[[ RECORDS FOR THIS EXERCISE open ]]

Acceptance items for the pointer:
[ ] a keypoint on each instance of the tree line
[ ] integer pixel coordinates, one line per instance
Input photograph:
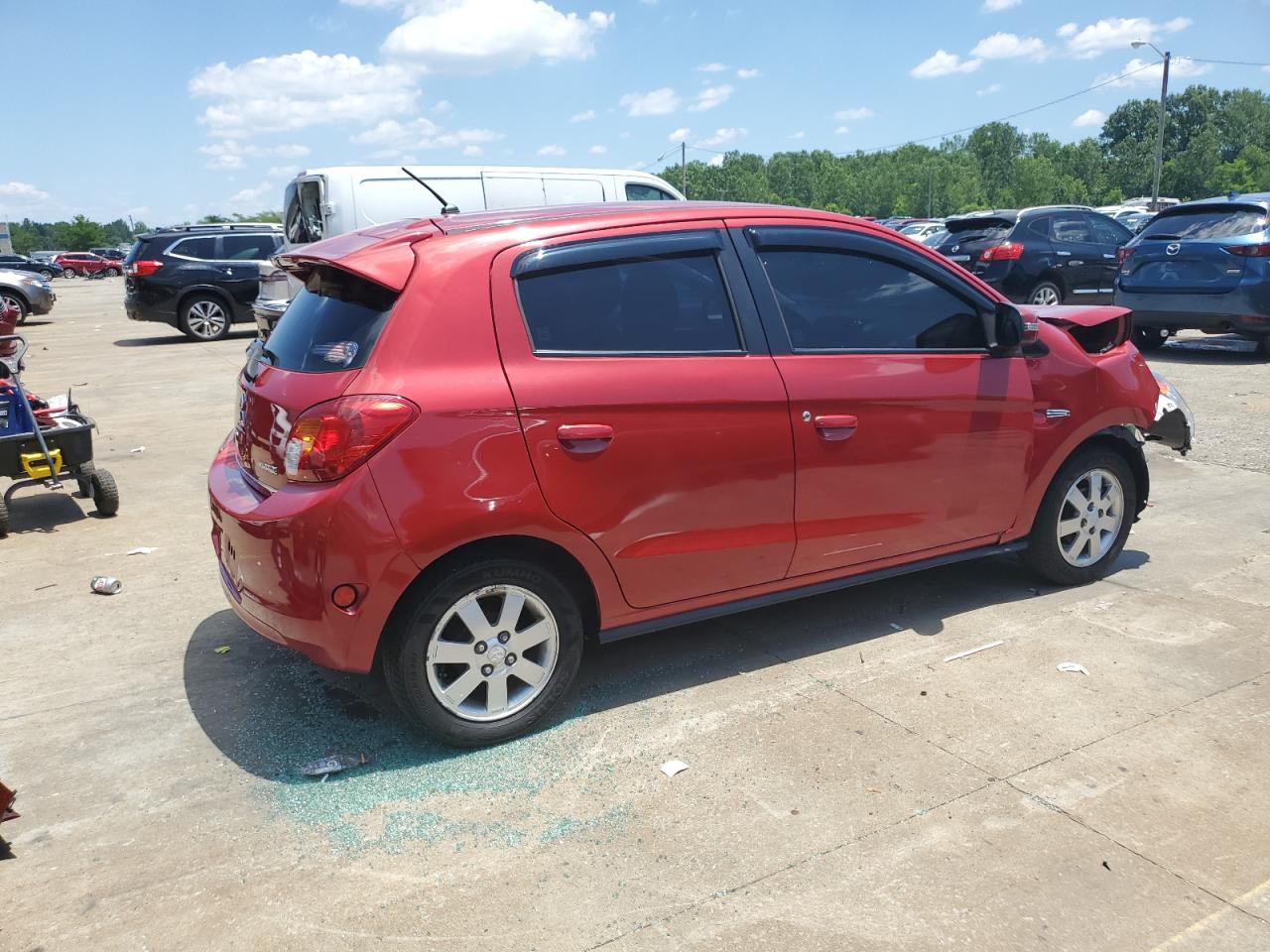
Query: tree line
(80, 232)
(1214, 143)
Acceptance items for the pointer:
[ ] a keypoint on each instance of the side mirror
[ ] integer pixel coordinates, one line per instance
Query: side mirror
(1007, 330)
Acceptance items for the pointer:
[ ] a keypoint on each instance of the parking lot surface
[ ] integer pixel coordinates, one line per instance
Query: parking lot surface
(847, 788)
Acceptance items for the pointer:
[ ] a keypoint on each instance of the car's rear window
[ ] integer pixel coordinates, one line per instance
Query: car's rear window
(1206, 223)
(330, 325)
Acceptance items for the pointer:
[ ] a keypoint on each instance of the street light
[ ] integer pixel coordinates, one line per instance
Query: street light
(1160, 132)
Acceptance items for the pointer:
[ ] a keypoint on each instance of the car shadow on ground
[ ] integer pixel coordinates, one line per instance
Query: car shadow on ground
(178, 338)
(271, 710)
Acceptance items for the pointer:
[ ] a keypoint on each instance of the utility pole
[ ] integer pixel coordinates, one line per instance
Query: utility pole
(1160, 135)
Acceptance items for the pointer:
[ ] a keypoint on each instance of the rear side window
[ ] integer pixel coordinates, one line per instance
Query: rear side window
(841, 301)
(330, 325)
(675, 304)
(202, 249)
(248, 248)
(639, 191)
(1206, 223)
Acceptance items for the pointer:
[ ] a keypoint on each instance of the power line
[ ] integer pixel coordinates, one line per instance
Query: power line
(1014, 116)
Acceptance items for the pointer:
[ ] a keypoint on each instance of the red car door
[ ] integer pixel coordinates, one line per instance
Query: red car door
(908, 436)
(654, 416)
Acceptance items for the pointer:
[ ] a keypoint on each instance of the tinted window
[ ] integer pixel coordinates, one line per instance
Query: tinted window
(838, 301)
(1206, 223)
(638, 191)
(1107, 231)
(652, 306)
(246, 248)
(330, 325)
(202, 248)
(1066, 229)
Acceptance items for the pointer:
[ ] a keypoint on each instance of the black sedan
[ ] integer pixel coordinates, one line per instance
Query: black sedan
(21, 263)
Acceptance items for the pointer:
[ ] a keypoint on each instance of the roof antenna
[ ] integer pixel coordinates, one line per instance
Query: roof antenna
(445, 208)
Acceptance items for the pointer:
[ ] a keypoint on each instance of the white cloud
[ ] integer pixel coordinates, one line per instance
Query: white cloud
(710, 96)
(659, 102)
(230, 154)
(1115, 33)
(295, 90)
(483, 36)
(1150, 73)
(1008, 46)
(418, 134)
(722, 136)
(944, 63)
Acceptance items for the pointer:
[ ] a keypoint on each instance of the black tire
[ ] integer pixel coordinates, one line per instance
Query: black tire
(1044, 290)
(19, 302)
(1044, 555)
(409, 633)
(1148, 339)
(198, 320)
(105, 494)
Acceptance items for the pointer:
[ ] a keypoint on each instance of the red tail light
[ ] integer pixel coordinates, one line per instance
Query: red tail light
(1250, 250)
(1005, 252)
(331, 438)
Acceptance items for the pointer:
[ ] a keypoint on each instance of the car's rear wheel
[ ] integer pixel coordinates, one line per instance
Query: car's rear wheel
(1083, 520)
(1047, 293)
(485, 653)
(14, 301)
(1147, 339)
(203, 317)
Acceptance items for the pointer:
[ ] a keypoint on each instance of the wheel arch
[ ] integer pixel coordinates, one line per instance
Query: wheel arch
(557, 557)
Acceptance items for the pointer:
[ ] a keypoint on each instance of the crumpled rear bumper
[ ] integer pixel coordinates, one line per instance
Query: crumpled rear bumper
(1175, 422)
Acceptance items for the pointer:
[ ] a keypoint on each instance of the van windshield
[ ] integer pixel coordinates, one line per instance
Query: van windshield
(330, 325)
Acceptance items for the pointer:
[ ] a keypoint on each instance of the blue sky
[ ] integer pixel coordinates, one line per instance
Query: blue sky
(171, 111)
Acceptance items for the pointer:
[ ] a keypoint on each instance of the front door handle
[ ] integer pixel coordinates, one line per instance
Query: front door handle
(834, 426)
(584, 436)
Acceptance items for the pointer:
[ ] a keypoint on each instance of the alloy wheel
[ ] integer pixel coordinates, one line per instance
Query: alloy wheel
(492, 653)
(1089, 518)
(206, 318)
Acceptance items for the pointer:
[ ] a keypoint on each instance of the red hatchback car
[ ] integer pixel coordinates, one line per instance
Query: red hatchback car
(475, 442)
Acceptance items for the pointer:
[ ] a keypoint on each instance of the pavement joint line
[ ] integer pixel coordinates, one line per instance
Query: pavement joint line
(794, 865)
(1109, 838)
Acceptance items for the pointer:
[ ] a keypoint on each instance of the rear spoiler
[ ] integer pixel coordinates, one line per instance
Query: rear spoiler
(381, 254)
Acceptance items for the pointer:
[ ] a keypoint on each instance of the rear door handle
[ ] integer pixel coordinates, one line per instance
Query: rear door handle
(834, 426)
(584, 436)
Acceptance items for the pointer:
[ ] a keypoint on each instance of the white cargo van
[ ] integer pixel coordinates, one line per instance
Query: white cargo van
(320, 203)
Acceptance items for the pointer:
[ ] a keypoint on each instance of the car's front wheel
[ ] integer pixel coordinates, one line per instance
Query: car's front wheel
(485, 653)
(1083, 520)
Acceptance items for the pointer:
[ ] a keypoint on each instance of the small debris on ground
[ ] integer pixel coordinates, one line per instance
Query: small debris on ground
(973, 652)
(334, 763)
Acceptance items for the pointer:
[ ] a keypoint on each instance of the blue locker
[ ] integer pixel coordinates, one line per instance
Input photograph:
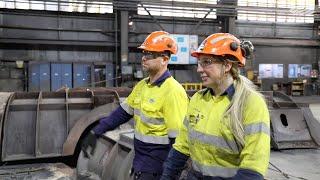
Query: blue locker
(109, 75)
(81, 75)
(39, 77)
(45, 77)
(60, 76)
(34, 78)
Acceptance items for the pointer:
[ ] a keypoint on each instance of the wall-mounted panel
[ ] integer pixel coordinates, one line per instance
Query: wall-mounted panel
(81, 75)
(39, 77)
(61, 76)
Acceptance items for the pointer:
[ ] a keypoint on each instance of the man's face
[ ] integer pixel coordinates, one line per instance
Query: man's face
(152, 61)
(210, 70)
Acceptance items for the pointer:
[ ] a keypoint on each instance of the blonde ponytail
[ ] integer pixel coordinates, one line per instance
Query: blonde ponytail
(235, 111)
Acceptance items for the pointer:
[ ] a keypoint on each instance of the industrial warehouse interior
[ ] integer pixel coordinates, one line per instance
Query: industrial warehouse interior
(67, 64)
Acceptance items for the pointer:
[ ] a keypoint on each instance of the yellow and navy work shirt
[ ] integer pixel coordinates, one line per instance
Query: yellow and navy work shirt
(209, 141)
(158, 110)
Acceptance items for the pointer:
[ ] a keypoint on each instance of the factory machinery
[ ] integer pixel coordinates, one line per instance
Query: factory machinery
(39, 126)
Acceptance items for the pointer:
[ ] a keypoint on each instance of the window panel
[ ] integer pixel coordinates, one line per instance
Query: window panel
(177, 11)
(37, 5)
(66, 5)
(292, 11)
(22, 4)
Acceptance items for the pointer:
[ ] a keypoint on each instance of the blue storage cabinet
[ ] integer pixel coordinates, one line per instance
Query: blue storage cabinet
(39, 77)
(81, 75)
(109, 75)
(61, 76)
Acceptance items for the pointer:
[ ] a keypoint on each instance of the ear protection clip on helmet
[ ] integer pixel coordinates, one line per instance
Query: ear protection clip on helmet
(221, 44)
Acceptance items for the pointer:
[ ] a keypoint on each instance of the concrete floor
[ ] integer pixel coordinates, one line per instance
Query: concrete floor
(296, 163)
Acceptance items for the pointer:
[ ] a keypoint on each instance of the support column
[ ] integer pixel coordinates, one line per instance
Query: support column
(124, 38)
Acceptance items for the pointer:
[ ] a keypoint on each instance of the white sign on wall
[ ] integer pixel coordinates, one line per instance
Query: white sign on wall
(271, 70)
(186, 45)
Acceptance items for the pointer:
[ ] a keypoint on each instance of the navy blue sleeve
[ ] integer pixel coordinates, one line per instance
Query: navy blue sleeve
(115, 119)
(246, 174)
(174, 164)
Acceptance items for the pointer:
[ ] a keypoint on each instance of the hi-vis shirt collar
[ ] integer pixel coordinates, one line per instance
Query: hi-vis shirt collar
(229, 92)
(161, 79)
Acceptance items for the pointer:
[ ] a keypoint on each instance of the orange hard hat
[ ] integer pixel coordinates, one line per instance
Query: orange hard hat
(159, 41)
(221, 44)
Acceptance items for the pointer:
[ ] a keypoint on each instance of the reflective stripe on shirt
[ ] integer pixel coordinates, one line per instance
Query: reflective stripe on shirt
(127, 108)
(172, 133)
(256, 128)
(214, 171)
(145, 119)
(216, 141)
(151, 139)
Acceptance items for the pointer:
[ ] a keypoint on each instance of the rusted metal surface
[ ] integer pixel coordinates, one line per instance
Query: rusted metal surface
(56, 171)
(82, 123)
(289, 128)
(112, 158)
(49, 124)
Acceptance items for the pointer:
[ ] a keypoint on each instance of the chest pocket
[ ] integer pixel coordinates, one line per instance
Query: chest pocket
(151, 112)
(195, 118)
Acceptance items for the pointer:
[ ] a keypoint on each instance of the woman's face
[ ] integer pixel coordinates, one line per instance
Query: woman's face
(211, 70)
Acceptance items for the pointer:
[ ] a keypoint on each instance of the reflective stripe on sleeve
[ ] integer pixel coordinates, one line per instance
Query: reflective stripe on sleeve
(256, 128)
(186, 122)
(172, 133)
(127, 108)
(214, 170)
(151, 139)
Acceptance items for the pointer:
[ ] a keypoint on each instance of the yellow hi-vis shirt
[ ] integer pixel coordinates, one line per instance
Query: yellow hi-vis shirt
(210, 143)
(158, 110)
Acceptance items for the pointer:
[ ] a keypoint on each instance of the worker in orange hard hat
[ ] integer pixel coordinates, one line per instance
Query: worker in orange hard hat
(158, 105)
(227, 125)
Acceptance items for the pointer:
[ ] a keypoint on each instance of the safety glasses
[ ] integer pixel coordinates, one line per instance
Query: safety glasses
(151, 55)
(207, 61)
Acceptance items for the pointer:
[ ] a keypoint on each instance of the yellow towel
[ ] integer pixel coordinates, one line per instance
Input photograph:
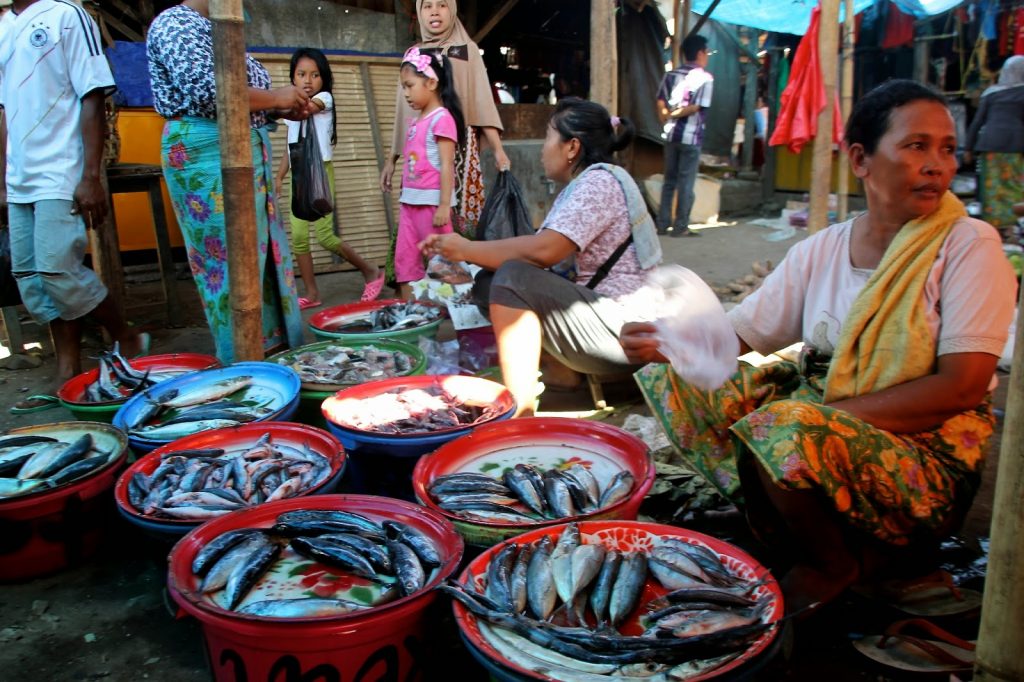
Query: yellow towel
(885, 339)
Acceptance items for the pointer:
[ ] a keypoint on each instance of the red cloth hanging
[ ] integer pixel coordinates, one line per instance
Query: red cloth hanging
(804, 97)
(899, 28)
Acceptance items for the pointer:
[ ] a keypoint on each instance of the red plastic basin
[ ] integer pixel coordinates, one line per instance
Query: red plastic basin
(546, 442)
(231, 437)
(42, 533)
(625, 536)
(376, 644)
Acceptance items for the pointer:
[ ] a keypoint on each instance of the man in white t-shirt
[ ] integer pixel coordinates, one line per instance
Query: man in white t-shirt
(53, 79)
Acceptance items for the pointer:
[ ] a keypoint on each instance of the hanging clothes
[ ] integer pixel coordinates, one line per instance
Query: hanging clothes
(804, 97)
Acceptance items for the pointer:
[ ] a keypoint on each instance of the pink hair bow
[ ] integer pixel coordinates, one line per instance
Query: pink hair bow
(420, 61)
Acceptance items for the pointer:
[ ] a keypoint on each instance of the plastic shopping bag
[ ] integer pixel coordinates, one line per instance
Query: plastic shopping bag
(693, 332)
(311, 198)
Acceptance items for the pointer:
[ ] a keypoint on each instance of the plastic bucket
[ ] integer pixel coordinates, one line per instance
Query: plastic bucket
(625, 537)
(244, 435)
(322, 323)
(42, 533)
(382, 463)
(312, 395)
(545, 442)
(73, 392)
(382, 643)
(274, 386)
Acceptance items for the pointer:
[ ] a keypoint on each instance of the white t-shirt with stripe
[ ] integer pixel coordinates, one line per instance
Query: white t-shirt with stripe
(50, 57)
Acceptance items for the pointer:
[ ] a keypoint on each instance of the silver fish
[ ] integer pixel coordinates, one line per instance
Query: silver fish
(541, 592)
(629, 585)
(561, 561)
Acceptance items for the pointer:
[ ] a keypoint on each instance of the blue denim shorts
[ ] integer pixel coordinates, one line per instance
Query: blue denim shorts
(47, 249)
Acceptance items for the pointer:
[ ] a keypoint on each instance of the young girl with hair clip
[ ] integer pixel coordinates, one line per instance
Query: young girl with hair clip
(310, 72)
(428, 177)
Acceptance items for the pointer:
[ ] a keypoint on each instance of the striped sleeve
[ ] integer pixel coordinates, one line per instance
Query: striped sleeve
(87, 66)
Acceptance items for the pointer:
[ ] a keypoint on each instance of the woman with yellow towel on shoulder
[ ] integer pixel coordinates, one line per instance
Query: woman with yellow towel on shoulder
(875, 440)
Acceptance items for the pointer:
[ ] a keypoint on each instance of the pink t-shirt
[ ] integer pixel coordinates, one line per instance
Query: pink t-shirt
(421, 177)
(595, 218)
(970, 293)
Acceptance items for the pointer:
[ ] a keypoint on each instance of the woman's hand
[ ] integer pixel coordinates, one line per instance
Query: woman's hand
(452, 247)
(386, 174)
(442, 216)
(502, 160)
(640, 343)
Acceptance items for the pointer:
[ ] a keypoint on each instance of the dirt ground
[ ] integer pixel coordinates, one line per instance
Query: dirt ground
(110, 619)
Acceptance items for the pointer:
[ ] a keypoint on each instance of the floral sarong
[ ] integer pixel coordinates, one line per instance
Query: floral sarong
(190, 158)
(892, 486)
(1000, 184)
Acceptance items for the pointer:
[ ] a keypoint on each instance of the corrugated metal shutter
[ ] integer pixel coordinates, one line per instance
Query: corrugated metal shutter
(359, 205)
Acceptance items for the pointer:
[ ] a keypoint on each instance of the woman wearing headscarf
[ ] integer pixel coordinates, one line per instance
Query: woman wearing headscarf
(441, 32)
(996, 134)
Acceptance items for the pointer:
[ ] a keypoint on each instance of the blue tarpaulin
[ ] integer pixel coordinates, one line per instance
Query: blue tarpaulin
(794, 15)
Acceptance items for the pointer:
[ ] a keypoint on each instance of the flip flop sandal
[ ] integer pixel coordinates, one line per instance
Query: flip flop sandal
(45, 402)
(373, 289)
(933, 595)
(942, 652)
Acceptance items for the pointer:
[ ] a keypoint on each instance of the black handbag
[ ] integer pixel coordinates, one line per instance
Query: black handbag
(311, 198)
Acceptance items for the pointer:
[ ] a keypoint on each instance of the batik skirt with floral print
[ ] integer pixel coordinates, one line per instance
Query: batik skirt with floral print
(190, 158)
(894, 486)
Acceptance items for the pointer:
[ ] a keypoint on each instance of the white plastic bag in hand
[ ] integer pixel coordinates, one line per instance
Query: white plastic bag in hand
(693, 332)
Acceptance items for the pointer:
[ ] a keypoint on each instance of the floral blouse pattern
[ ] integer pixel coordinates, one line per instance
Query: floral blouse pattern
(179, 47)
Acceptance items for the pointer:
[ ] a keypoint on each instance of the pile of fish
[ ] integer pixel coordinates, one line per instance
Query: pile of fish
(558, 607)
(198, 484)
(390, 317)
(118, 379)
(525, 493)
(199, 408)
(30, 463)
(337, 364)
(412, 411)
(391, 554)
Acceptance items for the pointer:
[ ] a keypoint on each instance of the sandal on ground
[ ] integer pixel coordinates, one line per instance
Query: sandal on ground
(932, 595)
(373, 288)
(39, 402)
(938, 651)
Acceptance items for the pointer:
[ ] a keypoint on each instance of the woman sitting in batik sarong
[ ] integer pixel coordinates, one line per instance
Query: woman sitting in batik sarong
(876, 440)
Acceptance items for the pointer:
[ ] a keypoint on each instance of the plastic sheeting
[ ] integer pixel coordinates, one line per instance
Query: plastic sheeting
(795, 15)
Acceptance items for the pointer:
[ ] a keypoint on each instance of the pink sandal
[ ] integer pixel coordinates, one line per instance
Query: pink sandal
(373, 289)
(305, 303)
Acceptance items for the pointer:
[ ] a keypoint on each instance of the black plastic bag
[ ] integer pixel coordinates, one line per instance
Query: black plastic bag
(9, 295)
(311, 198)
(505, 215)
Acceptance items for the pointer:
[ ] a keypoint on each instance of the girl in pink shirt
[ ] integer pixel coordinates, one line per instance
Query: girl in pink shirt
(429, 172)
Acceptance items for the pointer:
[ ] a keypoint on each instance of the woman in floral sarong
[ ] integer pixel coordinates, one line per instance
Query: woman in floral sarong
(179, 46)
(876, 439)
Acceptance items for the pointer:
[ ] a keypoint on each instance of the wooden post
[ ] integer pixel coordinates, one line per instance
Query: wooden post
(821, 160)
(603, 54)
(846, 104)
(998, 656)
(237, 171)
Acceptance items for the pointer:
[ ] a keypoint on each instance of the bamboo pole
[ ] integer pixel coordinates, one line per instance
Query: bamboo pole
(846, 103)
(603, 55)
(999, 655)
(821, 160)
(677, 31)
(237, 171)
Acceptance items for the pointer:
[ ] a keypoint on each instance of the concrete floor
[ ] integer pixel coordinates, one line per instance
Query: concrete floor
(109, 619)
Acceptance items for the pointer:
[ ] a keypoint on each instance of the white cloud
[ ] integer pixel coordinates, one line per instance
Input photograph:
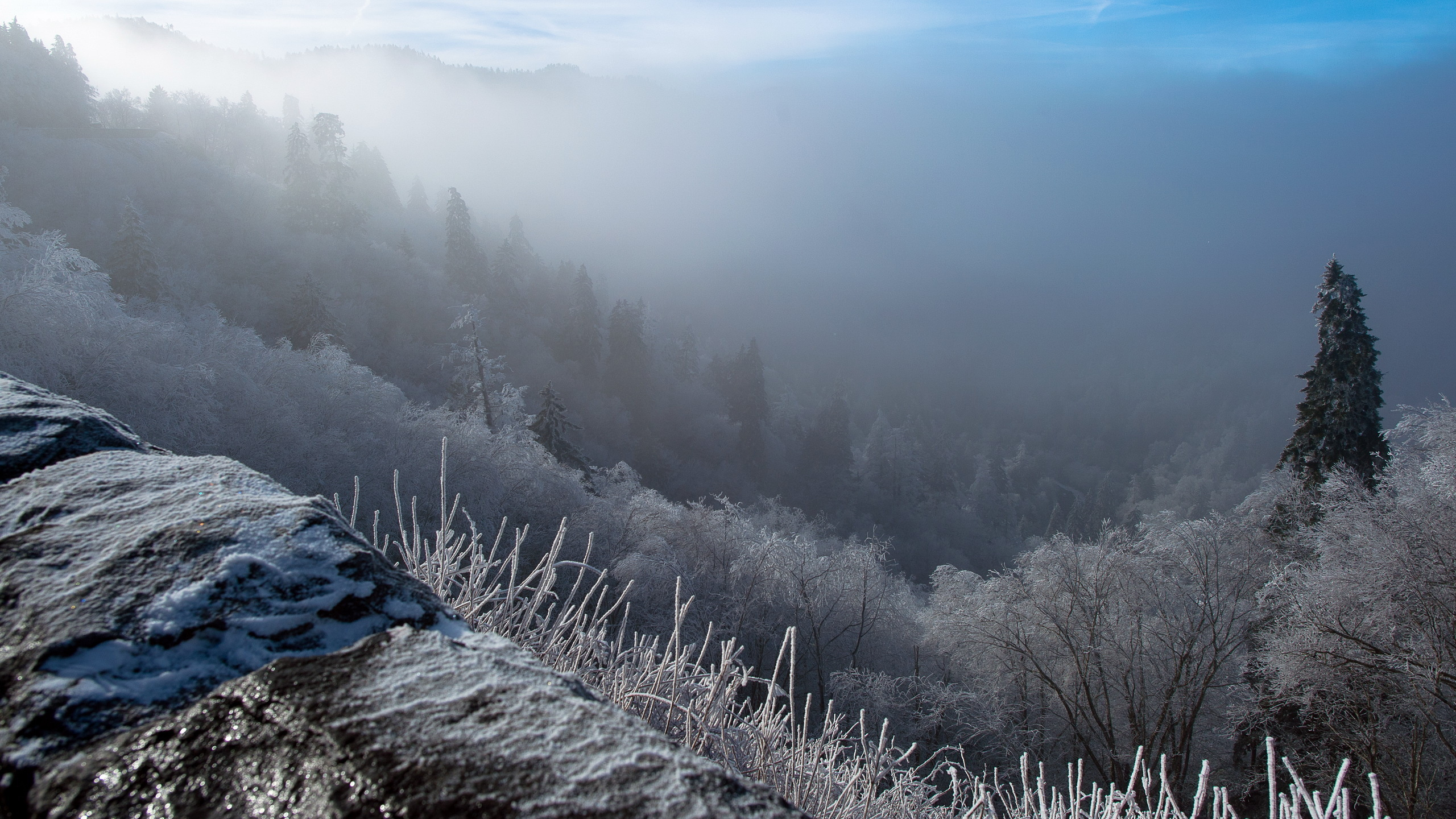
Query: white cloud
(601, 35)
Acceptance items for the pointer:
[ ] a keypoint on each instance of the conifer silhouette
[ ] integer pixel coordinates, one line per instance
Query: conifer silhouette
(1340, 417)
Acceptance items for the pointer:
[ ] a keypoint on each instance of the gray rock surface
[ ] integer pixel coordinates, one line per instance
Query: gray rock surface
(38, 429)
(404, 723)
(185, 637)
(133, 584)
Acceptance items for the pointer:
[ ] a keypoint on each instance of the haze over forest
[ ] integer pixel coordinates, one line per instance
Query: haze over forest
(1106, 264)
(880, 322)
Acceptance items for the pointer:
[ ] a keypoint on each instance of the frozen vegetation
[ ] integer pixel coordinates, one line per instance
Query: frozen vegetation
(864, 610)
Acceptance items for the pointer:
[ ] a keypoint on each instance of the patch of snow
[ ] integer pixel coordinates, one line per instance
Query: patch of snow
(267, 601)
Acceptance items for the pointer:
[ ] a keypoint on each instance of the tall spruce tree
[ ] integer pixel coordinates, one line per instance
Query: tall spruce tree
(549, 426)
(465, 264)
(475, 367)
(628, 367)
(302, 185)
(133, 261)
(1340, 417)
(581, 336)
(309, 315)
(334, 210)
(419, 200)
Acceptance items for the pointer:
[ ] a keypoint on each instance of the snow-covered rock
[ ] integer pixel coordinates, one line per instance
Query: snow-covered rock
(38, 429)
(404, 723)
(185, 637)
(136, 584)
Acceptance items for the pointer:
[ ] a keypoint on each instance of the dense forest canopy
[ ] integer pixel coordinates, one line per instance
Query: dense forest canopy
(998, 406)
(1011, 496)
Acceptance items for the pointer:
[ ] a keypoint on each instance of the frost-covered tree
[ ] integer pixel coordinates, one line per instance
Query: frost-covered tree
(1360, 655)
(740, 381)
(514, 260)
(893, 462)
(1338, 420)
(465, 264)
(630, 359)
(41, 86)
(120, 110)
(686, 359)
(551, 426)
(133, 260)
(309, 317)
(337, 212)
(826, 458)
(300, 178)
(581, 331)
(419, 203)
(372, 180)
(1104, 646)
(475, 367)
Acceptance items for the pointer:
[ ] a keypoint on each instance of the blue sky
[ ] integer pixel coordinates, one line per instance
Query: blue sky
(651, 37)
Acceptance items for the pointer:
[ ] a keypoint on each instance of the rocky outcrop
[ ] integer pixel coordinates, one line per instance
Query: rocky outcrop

[[ RECORDS FOR THIS EXERCISE closed ]]

WHAT THE TASK ASKS
For each line in the data that contains the string "rocky", give a copy of that line.

COMPLETED TASK
[ ] a keypoint on each instance of the rocky outcrop
Query: rocky outcrop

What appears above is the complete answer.